## Goal
Print each of the records below word for word, changing nothing.

[start of Exercise material]

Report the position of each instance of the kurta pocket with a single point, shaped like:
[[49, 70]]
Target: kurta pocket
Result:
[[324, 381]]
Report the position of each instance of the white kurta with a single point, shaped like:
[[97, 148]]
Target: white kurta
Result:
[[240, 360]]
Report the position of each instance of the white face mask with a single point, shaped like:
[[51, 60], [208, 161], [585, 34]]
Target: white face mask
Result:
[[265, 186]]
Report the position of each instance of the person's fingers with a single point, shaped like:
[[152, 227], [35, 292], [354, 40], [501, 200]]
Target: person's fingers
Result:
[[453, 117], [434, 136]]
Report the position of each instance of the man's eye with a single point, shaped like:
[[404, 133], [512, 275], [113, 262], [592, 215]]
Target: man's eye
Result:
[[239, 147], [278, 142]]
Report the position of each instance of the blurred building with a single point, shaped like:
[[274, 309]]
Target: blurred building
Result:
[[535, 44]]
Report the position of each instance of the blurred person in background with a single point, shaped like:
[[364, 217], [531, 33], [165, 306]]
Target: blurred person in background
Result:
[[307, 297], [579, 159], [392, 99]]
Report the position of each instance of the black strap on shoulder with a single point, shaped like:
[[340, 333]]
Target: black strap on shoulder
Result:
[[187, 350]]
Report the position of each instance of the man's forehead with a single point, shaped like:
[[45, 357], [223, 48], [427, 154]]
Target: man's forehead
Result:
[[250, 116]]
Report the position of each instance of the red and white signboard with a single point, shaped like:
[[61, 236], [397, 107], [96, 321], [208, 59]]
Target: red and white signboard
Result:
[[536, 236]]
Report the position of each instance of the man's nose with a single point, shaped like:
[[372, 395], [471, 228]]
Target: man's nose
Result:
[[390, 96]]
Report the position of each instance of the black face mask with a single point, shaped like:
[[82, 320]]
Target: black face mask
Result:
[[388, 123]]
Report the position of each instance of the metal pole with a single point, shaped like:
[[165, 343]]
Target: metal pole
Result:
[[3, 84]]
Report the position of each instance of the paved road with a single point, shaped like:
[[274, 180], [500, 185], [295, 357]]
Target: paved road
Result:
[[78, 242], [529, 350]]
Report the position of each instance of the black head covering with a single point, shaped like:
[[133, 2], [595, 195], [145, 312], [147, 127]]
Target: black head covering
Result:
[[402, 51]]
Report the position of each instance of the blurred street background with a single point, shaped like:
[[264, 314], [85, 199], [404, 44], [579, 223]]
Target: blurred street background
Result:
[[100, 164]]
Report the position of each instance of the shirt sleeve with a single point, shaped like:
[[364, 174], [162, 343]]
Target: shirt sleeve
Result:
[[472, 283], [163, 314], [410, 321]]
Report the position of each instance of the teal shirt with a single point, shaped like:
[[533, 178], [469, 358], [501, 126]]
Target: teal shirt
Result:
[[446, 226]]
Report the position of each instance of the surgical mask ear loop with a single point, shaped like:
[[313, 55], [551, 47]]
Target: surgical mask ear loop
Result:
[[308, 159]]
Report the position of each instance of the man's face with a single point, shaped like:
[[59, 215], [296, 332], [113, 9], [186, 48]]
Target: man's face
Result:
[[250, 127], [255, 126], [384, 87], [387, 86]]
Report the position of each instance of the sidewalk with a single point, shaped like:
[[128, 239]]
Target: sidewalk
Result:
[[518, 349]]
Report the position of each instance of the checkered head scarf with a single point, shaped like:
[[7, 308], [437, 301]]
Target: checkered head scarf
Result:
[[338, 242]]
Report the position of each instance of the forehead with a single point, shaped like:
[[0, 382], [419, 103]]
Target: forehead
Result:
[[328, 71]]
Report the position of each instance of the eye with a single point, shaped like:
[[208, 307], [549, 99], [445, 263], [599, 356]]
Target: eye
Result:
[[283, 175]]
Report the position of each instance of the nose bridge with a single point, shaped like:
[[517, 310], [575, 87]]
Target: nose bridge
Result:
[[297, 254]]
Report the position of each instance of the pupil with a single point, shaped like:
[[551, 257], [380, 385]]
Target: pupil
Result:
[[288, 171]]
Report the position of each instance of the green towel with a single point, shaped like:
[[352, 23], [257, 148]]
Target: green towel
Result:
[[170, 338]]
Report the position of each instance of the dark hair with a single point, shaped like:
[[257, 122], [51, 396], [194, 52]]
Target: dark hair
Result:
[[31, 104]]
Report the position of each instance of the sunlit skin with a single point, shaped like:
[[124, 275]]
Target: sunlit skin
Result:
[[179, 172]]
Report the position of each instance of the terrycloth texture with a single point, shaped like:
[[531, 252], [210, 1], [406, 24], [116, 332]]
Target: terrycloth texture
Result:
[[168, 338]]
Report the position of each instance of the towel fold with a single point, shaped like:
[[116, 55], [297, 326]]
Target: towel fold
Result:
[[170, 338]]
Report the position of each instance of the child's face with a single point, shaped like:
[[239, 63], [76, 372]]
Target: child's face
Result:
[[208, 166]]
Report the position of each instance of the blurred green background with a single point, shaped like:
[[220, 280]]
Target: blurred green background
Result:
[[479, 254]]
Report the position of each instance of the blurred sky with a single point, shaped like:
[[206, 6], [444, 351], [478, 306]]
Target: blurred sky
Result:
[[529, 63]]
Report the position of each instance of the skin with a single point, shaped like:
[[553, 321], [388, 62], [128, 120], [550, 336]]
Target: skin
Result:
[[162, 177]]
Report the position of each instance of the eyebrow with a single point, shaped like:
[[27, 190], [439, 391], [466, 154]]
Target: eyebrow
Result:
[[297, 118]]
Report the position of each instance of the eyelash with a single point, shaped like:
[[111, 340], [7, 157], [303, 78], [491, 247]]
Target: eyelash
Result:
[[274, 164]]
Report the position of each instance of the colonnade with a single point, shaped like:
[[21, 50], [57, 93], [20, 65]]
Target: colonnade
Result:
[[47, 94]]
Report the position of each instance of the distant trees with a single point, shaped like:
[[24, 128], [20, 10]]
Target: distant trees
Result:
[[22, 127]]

[end of Exercise material]

## Final answer
Report the position of each instance of the kurta pocket with a single point, shaped like:
[[49, 70]]
Target: kurta pocket
Result:
[[324, 381]]
Report the position of each instance of the white kurta with a single point, shaped like:
[[97, 148]]
Target: white kurta
Result:
[[240, 360]]
Report the position of each instance of the white face mask with a single point, shaped like:
[[51, 60], [208, 161], [585, 34]]
Target: white face mask
Result:
[[265, 186]]
Report the position of each instance of the person's fingers with a single point, shaped like:
[[152, 227], [35, 292], [354, 40], [501, 200]]
Target: person's fingers
Result:
[[453, 117], [434, 136]]
Report the position of each instance of the man's eye with a single point, shaped like:
[[404, 133], [512, 275], [113, 262], [592, 215]]
Target: man's eye
Result:
[[239, 147], [278, 142]]
Report the position of each instance of the blurred building with a single point, shaped like:
[[274, 309]]
Target: blurred building
Result:
[[535, 44]]
Report the position of each instance of the blurred person in background with a single point, shaped like:
[[364, 217], [531, 33], [165, 306]]
Target: blurred person in background
Result:
[[307, 297], [579, 159], [392, 99]]
Report the position of each instance of the black strap on shoulder with a single point, shaped like:
[[340, 333]]
Target: black strap on shoulder
Result:
[[187, 350]]
Report the position of each instance of the man's forehead with a single point, shaped like:
[[45, 357], [223, 48], [427, 154]]
Target: man's forehead
Result:
[[250, 116]]
Report the position of each instance of the red and white signboard with a single point, shaped like:
[[61, 236], [397, 107], [96, 321], [208, 59]]
Target: red and white signboard
Result:
[[536, 236]]
Report the position of each instance of the man's nose with a single point, shaped like:
[[372, 395], [471, 228]]
Target: man's nose
Result:
[[390, 96]]
Report the position of each instance of the black face mask with a single point, shaped like:
[[82, 320]]
Target: black face mask
Result:
[[388, 123]]
Report the position of each instance of the metal pole with a single point, shaped like:
[[165, 343]]
Target: metal pole
Result:
[[3, 84]]
Report the position of each instance of the paved road with a single point, shaped like:
[[274, 180], [500, 185], [295, 357]]
Target: paved road
Result:
[[78, 242], [529, 350]]
Report the position of each instance of the black head covering with a single point, shaped like:
[[133, 2], [595, 195], [145, 312], [147, 127]]
Target: black head covering
Result:
[[402, 51]]
Report the position of each instance of the blurred street background with a single point, shaped like:
[[264, 314], [85, 199], [404, 44], [579, 223]]
Target: blurred street background
Result:
[[100, 164]]
Report the position of each instance of the shirt sleeve with a single point, shaped like:
[[364, 174], [162, 343]]
Target: shirt sleeve
Result:
[[472, 283], [163, 314], [410, 321]]
Report the position of each instance of the teal shirt with a single point, shaped like:
[[533, 178], [469, 358], [501, 126]]
Target: teal shirt
Result:
[[446, 226]]
Report the position of each instance of the surgical mask ear loop with a single point, shaped like:
[[313, 55], [551, 47]]
Target: surgical mask ear loop
Result:
[[308, 159]]
Report the position of each instance of the man's face with a single point, shaped like:
[[59, 215], [296, 332], [113, 9], [186, 48]]
Target: man's face
Result:
[[250, 127], [255, 126], [384, 87], [387, 86]]
Report the position of each instance of the sidewalk with a single point, shaped like:
[[128, 239]]
Target: sidewalk
Result:
[[518, 349]]
Report the position of each instance of the checkered head scarf with a single point, shaped like:
[[7, 308], [437, 301]]
Target: checkered head scarf
Result:
[[338, 242]]
Report the position of each instance of the forehead with a single point, shaped like:
[[0, 382], [419, 103]]
Target: forehead
Result:
[[328, 71]]
Report the position of each instance of the eye with a single point, shaped like:
[[208, 307], [549, 99], [445, 263], [599, 356]]
Target: eye
Result:
[[283, 175]]
Report the position of each instance of the nose bridge with a single point, shaped like:
[[517, 310], [575, 87]]
Target: nose bridge
Result:
[[297, 254]]
Report the position of each instance of the pupil with a single point, shaped like:
[[551, 257], [380, 385]]
Target: pupil
Result:
[[288, 171]]
Report the position of each instance of the green towel with a single point, shaped like:
[[352, 23], [257, 148]]
Target: green towel
Result:
[[170, 338]]
Report the position of each instance of the dark hair with a single point, shaped like:
[[257, 122], [51, 396], [194, 52]]
Target: dark hair
Result:
[[31, 104]]
Report the position of each instance of the sunlit skin with a single point, shaped like:
[[124, 275]]
Target: sunlit skin
Result:
[[179, 172]]
Report the position of each instance of the terrycloth texture with a single point, shaped like:
[[531, 252], [210, 1], [406, 24], [116, 332]]
Target: terrycloth texture
Result:
[[168, 338]]
Report the position of each instance of the towel fold with a single point, shaped like:
[[116, 55], [297, 326]]
Target: towel fold
Result:
[[170, 338]]
Report the position of each instance of the child's face with a single point, shaped like:
[[239, 63], [76, 372]]
Target: child's face
Result:
[[208, 166]]
Report the position of each instance of the blurred green background with a single point, shaped like:
[[220, 280]]
Target: blurred green background
Result:
[[479, 254]]
Report the position of each instance of the blurred sky with a single point, shaped like:
[[206, 6], [444, 351], [478, 306]]
Target: blurred sky
Result:
[[529, 63]]
Report the position of each instance of the skin with a single point, shaped like:
[[553, 321], [388, 62], [128, 120], [550, 336]]
Target: skin
Result:
[[162, 177]]
Report the position of each instance of the eyebrow with a single point, shaped like:
[[27, 190], [439, 391], [466, 154]]
Target: eyebrow
Result:
[[297, 118]]
Report the position of each instance of the eyelash with a single point, shaped like:
[[111, 340], [7, 157], [303, 78], [491, 247]]
Target: eyelash
Result:
[[274, 164]]
Report the position of each instance of the colonnade with a single point, shaped like:
[[21, 50], [57, 93], [20, 65]]
Target: colonnade
Result:
[[47, 94]]
Report the position of each instance of the distant trees with a single point, shaped like:
[[24, 128], [20, 10]]
Target: distant trees
Result:
[[22, 127]]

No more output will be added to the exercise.